* [WRITTEN PROBLEM]:
Find every line among the items below that includes the string "twig", and copy each of those lines. Case counts.

* [MATERIAL FOR THE TASK]:

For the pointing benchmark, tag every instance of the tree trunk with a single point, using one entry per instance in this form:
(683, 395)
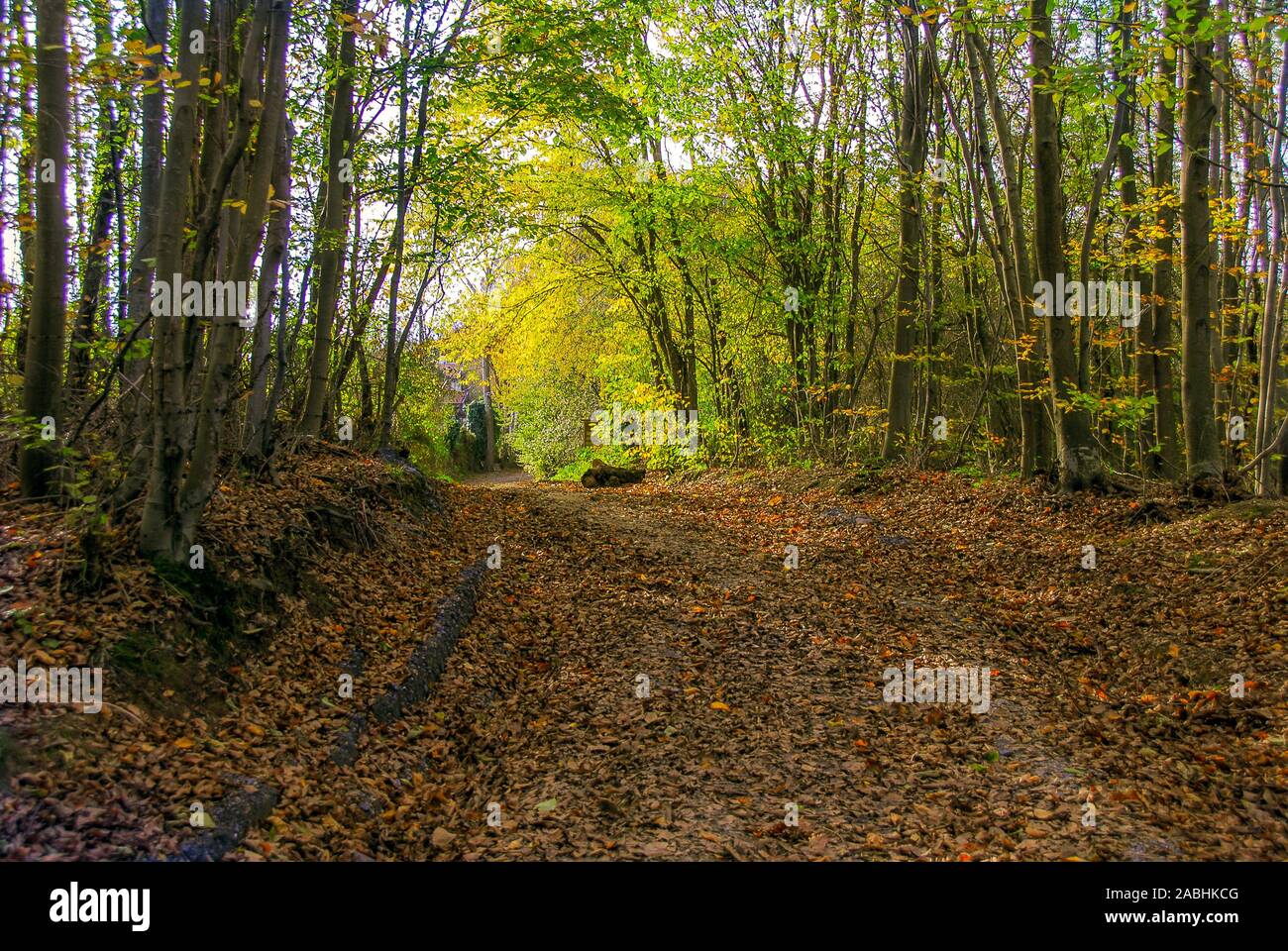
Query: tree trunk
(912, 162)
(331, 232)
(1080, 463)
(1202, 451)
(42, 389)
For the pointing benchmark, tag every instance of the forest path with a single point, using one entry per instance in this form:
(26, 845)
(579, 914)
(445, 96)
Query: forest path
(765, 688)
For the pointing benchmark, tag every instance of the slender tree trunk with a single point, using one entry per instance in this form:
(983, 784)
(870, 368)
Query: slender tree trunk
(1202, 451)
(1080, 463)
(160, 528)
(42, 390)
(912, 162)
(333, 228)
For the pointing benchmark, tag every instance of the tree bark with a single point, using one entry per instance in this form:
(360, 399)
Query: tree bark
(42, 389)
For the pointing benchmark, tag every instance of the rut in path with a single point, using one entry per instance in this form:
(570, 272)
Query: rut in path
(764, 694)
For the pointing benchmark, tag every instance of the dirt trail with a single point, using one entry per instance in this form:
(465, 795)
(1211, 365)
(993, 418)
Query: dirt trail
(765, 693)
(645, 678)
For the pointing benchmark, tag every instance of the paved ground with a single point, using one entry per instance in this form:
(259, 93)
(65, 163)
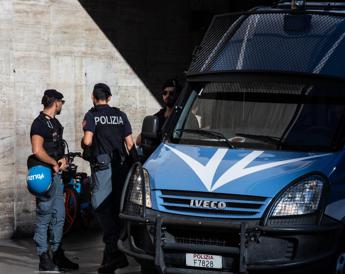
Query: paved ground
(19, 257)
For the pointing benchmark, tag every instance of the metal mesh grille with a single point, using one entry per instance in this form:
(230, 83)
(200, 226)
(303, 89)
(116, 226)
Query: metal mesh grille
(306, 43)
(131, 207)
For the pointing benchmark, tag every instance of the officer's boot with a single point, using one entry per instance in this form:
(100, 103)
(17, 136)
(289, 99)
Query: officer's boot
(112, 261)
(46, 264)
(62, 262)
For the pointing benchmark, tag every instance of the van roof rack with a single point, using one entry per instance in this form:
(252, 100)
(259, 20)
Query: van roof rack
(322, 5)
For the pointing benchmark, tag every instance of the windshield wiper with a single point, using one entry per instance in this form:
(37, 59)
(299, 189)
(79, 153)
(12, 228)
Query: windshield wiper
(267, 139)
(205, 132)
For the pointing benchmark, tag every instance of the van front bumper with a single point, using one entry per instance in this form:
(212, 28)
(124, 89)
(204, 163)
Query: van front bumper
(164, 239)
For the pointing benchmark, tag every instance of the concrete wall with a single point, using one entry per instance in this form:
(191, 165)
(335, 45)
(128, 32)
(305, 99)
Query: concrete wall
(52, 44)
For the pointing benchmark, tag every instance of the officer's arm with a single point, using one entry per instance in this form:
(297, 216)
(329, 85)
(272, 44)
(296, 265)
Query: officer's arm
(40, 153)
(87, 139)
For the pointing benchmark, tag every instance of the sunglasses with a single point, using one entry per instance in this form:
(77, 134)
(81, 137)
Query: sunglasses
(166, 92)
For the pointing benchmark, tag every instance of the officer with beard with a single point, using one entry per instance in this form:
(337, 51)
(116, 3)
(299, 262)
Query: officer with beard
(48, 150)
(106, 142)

...

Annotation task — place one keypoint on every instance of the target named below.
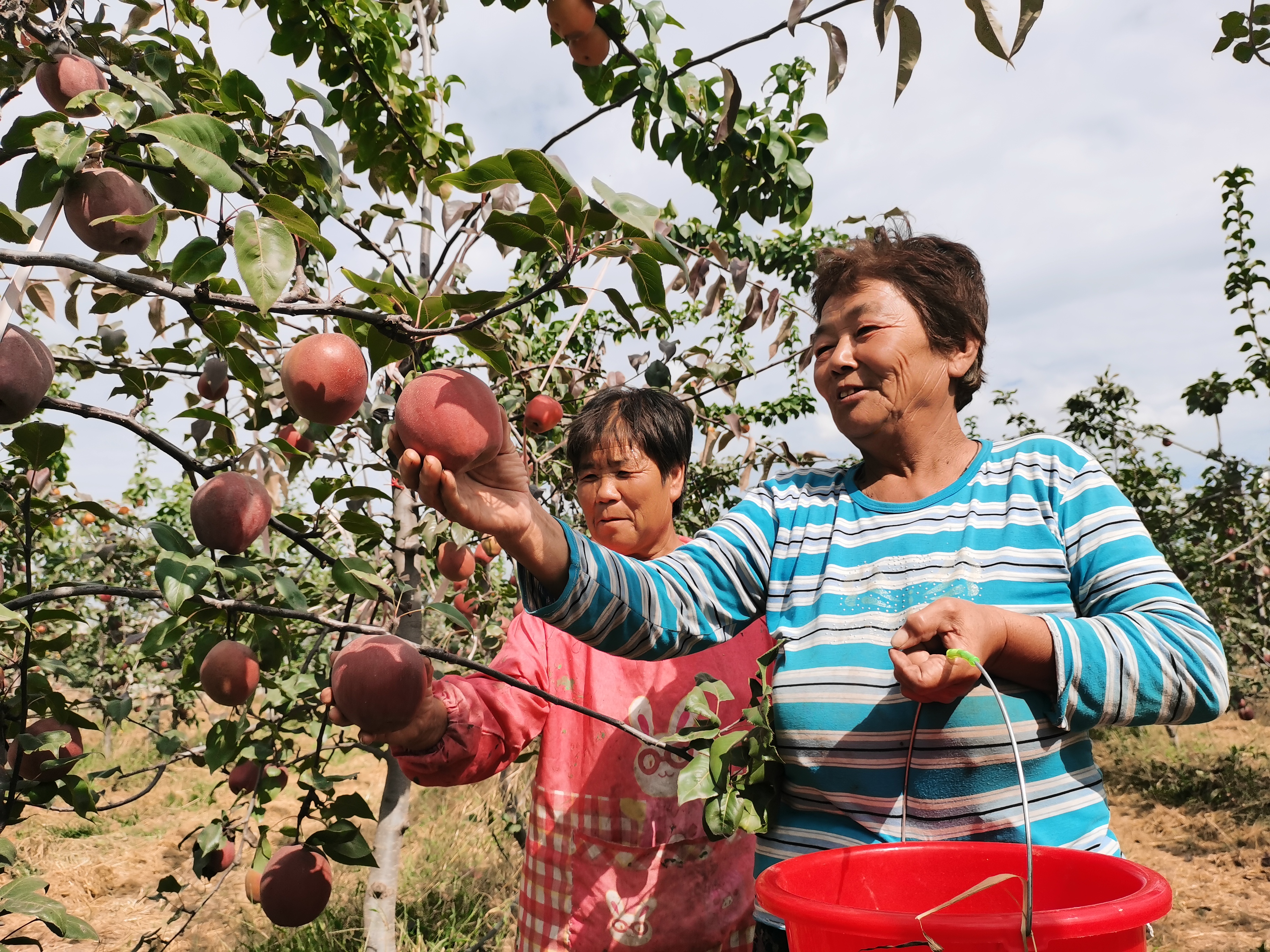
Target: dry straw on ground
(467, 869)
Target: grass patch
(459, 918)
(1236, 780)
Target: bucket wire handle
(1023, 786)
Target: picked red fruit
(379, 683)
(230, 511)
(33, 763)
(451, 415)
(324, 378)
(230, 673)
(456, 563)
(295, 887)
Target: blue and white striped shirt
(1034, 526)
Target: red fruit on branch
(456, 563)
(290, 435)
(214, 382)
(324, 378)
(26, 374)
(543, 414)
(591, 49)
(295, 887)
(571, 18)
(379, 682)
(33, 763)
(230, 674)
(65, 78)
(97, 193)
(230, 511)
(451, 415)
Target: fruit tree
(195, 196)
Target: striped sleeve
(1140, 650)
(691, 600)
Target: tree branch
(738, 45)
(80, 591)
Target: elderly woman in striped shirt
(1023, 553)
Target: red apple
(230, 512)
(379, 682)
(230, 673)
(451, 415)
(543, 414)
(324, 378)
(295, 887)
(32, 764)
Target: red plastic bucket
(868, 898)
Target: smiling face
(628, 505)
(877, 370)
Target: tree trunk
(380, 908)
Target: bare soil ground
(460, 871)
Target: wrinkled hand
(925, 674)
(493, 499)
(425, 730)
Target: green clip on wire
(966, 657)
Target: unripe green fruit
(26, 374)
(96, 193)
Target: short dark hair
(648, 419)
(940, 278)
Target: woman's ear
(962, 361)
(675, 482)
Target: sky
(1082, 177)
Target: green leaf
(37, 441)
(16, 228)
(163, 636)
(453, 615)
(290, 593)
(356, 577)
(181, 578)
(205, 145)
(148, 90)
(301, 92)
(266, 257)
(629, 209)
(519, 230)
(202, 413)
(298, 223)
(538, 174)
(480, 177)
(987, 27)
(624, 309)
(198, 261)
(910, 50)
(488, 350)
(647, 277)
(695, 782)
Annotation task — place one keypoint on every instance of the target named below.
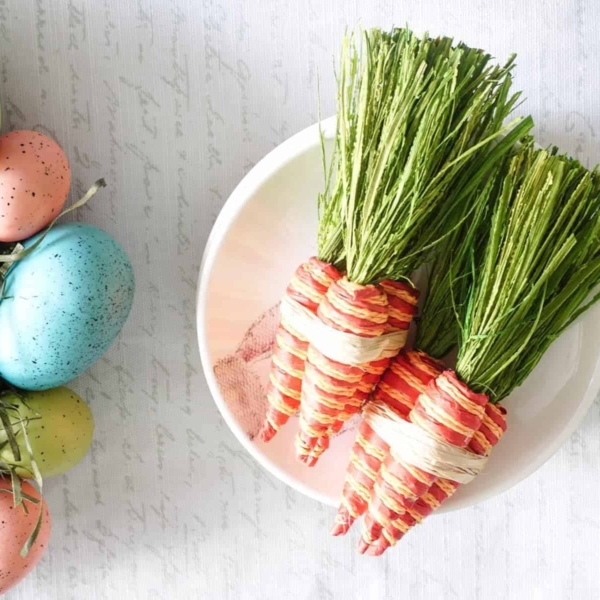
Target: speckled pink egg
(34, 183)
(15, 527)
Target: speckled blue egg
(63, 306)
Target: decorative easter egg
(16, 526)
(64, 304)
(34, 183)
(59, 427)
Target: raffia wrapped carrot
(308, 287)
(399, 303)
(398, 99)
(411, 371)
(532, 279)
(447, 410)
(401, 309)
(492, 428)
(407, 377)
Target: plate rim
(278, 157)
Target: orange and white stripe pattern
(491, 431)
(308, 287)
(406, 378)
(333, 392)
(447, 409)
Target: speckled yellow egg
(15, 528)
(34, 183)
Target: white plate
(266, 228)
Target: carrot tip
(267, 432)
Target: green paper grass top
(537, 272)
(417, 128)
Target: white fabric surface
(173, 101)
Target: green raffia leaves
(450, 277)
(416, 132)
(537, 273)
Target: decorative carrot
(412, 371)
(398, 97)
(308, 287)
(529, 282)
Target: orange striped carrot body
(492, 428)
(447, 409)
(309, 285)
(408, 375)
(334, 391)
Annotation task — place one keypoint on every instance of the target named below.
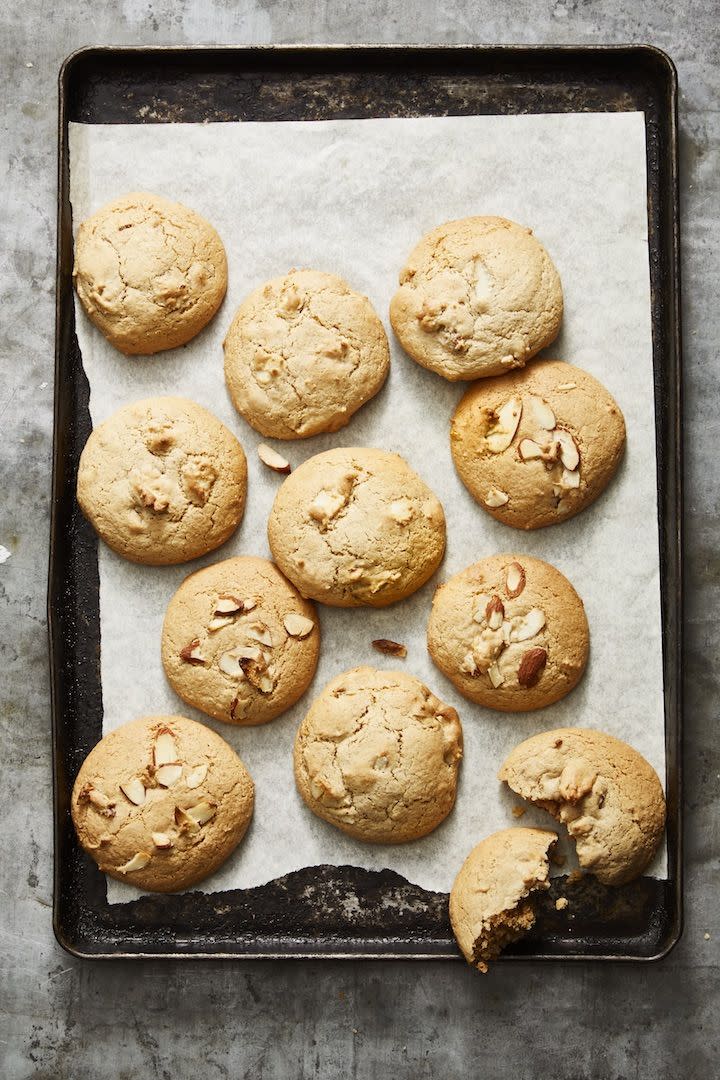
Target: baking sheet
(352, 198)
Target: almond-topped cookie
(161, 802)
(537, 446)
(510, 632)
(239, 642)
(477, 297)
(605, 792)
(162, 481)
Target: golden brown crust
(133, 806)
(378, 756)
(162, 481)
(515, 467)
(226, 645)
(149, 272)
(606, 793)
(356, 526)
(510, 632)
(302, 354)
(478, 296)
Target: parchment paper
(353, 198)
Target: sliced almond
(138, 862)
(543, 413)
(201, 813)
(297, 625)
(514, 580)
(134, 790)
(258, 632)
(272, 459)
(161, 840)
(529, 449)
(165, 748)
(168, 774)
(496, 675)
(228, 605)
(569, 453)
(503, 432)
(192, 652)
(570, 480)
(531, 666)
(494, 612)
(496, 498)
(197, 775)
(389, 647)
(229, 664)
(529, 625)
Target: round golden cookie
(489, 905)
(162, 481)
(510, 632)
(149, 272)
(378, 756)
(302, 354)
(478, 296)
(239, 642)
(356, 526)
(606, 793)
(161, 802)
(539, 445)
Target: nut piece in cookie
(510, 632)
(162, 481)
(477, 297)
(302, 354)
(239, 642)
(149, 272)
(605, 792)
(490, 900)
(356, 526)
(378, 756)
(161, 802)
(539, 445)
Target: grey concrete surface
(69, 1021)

* * *

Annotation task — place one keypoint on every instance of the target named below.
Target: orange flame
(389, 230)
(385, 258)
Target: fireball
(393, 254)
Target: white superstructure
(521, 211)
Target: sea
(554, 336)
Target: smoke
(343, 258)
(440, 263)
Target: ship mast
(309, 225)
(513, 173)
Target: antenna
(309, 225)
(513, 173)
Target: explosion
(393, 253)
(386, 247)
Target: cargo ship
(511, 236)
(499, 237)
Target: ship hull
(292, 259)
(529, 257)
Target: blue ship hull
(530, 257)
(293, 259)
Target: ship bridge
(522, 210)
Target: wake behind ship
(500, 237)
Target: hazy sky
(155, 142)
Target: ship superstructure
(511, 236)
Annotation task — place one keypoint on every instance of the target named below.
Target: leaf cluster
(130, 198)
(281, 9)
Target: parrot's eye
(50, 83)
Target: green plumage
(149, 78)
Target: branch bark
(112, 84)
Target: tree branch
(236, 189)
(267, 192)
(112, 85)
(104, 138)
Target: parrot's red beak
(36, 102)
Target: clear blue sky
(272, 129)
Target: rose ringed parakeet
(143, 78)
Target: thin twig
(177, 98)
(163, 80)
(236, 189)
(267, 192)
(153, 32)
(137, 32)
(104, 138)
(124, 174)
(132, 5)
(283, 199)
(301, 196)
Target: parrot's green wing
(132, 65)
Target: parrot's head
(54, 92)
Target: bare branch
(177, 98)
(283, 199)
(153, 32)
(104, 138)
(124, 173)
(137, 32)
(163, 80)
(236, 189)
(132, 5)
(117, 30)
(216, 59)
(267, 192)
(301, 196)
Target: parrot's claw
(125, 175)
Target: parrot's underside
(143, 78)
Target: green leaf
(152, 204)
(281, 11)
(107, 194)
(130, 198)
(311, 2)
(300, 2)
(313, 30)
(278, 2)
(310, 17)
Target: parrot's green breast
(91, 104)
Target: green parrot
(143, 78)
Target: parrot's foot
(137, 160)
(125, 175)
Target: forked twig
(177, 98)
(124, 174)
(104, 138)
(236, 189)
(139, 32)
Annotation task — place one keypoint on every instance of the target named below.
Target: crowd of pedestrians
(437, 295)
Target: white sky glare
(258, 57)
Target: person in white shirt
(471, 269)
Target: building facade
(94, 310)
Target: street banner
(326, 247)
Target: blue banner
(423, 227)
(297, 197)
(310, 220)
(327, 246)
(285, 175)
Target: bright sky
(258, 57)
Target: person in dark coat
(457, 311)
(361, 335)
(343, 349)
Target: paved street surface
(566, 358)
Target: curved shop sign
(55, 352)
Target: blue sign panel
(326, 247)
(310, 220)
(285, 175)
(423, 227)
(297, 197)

* [THE RESPONSE]:
Target: thin twig
Target: forked twig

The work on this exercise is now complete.